▸ Task instructions
Return the data below verbatim, keeping every line unchanged and in its original order.
___ Data lines
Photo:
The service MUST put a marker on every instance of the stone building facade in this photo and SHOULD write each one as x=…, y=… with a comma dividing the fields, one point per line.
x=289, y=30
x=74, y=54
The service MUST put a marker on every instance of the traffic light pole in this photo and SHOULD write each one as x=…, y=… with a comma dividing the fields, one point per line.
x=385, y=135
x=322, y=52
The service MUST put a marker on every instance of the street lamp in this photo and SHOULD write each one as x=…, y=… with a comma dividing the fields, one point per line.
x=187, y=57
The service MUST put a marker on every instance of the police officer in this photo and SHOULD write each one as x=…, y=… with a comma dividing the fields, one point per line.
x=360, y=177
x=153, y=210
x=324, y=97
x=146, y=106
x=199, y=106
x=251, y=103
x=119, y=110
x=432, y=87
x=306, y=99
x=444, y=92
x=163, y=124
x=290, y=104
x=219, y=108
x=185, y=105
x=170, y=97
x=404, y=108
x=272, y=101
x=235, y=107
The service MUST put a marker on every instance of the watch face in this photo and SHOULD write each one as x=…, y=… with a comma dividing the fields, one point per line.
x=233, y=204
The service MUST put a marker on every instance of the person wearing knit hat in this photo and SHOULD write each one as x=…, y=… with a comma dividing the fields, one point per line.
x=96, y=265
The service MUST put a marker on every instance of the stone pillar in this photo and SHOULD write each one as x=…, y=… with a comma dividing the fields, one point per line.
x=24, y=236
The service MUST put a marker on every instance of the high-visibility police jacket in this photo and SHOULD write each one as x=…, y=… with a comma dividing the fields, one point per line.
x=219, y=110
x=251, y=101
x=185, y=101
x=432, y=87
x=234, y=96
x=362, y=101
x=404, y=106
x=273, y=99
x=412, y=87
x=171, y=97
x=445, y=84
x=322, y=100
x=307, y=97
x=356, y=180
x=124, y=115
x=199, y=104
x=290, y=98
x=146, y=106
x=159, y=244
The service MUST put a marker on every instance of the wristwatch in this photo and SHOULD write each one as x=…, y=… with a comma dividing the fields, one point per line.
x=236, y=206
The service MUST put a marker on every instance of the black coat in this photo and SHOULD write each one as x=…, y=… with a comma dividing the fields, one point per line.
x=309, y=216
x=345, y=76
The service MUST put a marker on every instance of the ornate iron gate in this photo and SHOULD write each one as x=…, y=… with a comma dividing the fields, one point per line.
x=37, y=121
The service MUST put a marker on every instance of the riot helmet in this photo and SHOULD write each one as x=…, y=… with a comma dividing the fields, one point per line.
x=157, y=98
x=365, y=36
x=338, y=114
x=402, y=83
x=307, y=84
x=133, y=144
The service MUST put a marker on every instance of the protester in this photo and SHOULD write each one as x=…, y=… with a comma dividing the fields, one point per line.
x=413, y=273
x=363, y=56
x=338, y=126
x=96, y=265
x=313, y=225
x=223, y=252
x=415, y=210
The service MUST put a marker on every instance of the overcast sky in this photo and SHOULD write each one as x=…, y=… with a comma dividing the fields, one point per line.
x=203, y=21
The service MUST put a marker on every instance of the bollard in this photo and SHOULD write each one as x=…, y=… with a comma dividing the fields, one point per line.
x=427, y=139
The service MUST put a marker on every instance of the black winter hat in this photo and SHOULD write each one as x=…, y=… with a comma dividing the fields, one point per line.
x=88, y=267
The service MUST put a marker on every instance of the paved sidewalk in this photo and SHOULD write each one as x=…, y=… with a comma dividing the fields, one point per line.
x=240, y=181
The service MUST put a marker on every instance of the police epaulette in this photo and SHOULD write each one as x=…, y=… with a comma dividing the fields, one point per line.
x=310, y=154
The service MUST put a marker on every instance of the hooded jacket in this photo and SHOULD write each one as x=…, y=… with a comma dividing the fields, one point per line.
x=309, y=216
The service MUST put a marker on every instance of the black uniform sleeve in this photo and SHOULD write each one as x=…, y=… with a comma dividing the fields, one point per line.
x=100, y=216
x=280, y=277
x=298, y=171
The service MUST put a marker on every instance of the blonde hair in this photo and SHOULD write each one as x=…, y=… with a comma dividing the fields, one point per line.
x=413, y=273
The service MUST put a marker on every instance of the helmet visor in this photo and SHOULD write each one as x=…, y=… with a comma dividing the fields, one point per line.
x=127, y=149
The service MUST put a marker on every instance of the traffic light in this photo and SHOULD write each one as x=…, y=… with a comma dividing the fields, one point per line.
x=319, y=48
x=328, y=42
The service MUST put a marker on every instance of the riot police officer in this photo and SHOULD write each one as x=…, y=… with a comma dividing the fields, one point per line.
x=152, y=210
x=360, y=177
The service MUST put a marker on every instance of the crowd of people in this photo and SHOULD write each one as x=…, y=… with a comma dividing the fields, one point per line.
______
▸ Finished answer
Photo:
The service MUST put a marker on every instance of the stone building facade in this photo and SHOULD write each one as x=…, y=… with a comma dividing the fields, one point per line.
x=289, y=30
x=74, y=54
The service MUST put a marker on every instance of the traffic light pole in this photo and SHOULD write each one as x=…, y=… with a comma dividing the fields, one point per line.
x=385, y=135
x=322, y=52
The service MUST put a marker on every instance of the street lamp in this photo and SHOULD write each one as x=…, y=… with a comma dividing the fields, one point per line.
x=187, y=57
The service MUST put a marker on every instance of the police officer in this photo and SHOULD write each one as x=…, y=… with a comma dividing the fields, one point per line.
x=360, y=177
x=153, y=210
x=324, y=97
x=146, y=106
x=199, y=106
x=251, y=103
x=119, y=110
x=432, y=87
x=306, y=99
x=444, y=92
x=163, y=124
x=290, y=104
x=219, y=108
x=185, y=105
x=170, y=97
x=404, y=108
x=272, y=101
x=235, y=107
The service MUST put a marker on every instance of the watch face in this photo and SHOULD write each one as x=…, y=… with a comma dividing the fields, one point per line.
x=233, y=204
The service MUST put a marker on every instance of the person wearing knit hat in this photo and SHOULD write each one as x=…, y=… with a comma dividing the fields, one point per line.
x=96, y=265
The service MUST put a marker on every instance of the stone pillar in this photo and SHOULD write each one as x=…, y=… with a comma dividing the fields, one point per line.
x=24, y=236
The service MUST put a marker on every instance of the high-visibility police jacket in this photo and SHOULD write each one as x=…, y=… with a comma dividing the fields, one point per line.
x=219, y=110
x=251, y=101
x=185, y=101
x=432, y=87
x=234, y=96
x=362, y=101
x=404, y=106
x=273, y=99
x=412, y=87
x=171, y=97
x=445, y=84
x=322, y=100
x=307, y=97
x=356, y=180
x=124, y=115
x=199, y=104
x=290, y=98
x=146, y=106
x=159, y=244
The service MUST put a marker on every instance of the wristwatch in this photo and SHOULD write each one as x=…, y=… with a comma dividing the fields, one point per line.
x=236, y=206
The service MUST put a marker on every instance of the black coat in this photo and SHOULD write each one as x=…, y=… with a comma dividing the fields, one point per line.
x=309, y=216
x=345, y=76
The service MUST put a marker on every instance of the ornate iron gate in this photo and SHOULD write each one as x=…, y=… with a comma dividing the fields, one point per line.
x=37, y=121
The service MUST put a marker on every instance of the riot helmet in this photo and SHOULD write each one as x=…, y=… with a comma dividing the fields, one point per line.
x=157, y=98
x=365, y=36
x=338, y=114
x=402, y=83
x=307, y=84
x=133, y=144
The service MUST put a marker on every instance of the protester in this photo and SHOULD write each one as x=…, y=… with a comma dividing the fields, one point per line.
x=413, y=273
x=363, y=56
x=338, y=126
x=96, y=265
x=313, y=225
x=223, y=252
x=415, y=210
The service MUST put a marker on every instance of the overcast sky in this photo and SHOULD write each one as x=…, y=… with a comma dividing the fields, one point per line.
x=203, y=21
The service MUST put a marker on every instance of the bollard in this photo and SHOULD write each one as x=…, y=… with a comma dividing the fields, one point per line.
x=427, y=139
The service MUST put a marker on every instance of the black winter hat in this photo and SHOULD write each one as x=…, y=… with a comma dividing the fields, one point per line.
x=88, y=267
The service MUST put a marker on every instance of the paved sidewalk in this photo and SHOULD write each one as x=…, y=… with a comma dividing the fields, one point per line.
x=240, y=181
The service MUST put a marker on every instance of the police epaulette in this photo and SHOULD write each one as x=…, y=… with a comma dividing the fields, one point per line.
x=310, y=154
The service MUST put a marker on every instance of the hooded jacket in this photo and SHOULD write each one as x=…, y=… with a comma dividing the fields, one point per line.
x=309, y=216
The service MUST put a marker on every instance of the black uniform sleeve in this photo and SHOULD write each one as x=…, y=… with a comma dividing the fields, one point per line.
x=100, y=216
x=280, y=277
x=298, y=171
The service MUST put a marker on every instance of the blonde hair in this photo and SHOULD write each one as x=…, y=… with a comma dividing the fields, one point per line.
x=413, y=273
The service MUST put a marker on every instance of the helmet visor in this photo and SHOULD write each one as x=…, y=… with a comma dividing the fields, one point per line.
x=127, y=149
The service MUST put a marker on every instance of the traffic light in this photo and SHOULD write each one as x=…, y=… with a comma dividing the fields, one point per line.
x=319, y=48
x=328, y=42
The service MUST put a marker on every instance of the riot police officer in this photo and SHOULD write each one as x=…, y=… with a comma dividing the fields, one point per line.
x=152, y=210
x=360, y=177
The service MUST put a marker on every instance of the crowd of people in this photo and SHOULD write each one as x=…, y=… with a comma dividing the fields, one point per line.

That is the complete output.